→ **Set exercise**: Give back each line of the entries below word for word, and omit the pictures from your answer.

** start of Records for the exercise **

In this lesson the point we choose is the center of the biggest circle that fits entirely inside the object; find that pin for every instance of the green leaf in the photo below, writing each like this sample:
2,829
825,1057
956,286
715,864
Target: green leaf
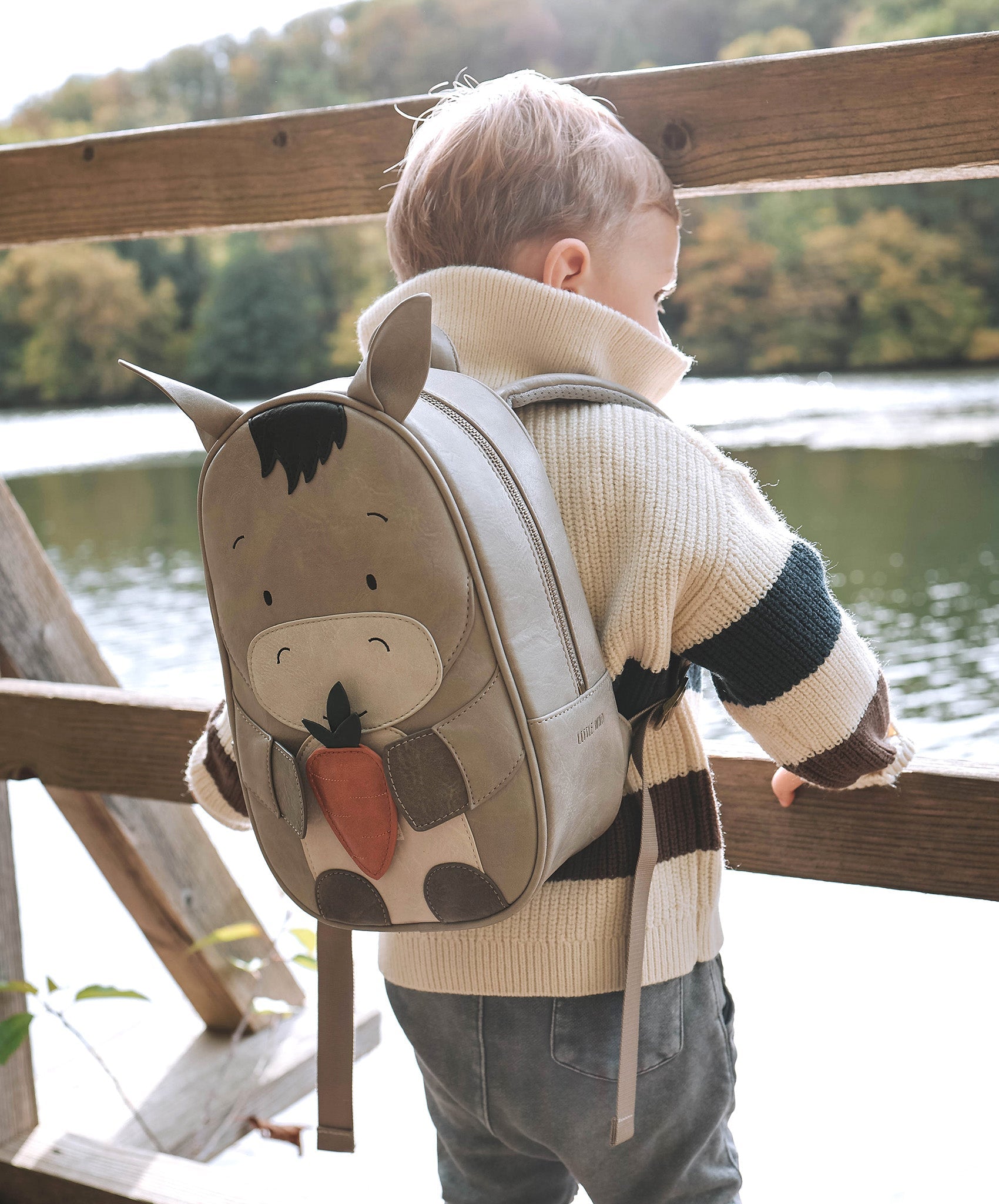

** end of Records for the exercise **

→ **Solution for this problem**:
In this lesson the point we choose is the center of the biggest circle that fits entirely inside the object; find that pin for every instance of the green leaf in the photo below, writing each like this sample:
2,829
825,1057
956,286
715,864
Target: green leaf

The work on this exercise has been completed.